Text passage:
= Richard Erdeswicke =

Richard Erdeswicke (1594-1640) was an English MP, whose public career was hampered by debt.

==Life==
Erdeswicke was the son of the Staffordshire antiquary Sampson Erdeswicke by his second wife Mary (née Neale), daughter of Francis Neale of Keythorpe in Leicestershire. His family were staunchly recusant. He was still a minor when his father died and his wardship was acquired by Thomas Gerard, 1st Baron Gerard, who sold it back to Erdeswicke's mother. His mother borrowed money from his half-brother Sir Everard Digby to purchase Erdeswicke's wardship, which led to complications when Everard was executed for his part in the 1605 Gunpowder Plot and his estate confiscated by the Crown.

Stored items:
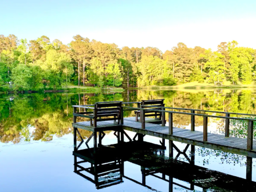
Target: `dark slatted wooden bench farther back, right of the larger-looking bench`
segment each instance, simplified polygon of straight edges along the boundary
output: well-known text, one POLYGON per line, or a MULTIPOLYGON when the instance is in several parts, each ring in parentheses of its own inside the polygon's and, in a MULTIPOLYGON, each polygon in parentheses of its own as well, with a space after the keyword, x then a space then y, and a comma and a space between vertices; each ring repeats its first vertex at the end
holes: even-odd
MULTIPOLYGON (((158 108, 158 106, 164 106, 163 104, 164 99, 154 99, 154 100, 142 100, 141 102, 141 108, 146 108, 145 105, 148 105, 148 108, 154 109, 154 110, 162 110, 162 108, 158 108), (150 106, 156 106, 156 108, 152 108, 150 106)), ((136 115, 136 121, 138 121, 138 117, 140 117, 140 111, 135 111, 134 112, 136 115)), ((156 120, 161 120, 162 118, 162 113, 161 112, 154 112, 150 111, 150 109, 145 111, 145 117, 155 117, 156 120), (157 118, 159 116, 159 118, 157 118)), ((140 118, 141 121, 141 118, 140 118)))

Work instructions:
1. Reproduce the Richard Erdeswicke passage above, everything from "Richard Erdeswicke (1594-1640)" down to "by the Crown.".
2. According to the Richard Erdeswicke passage, who first acquired Erdeswicke's wardship after his father died?

Answers provided:
1.
Richard Erdeswicke (1594-1640) was an English MP, whose public career was hampered by debt.

==Life==
Erdeswicke was the son of the Staffordshire antiquary Sampson Erdeswicke by his second wife Mary (née Neale), daughter of Francis Neale of Keythorpe in Leicestershire. His family were staunchly recusant. He was still a minor when his father died and his wardship was acquired by Thomas Gerard, 1st Baron Gerard, who sold it back to Erdeswicke's mother. His mother borrowed money from his half-brother Sir Everard Digby to purchase Erdeswicke's wardship, which led to complications when Everard was executed for his part in the 1605 Gunpowder Plot and his estate confiscated by the Crown.

2. Thomas Gerard, 1st Baron Gerard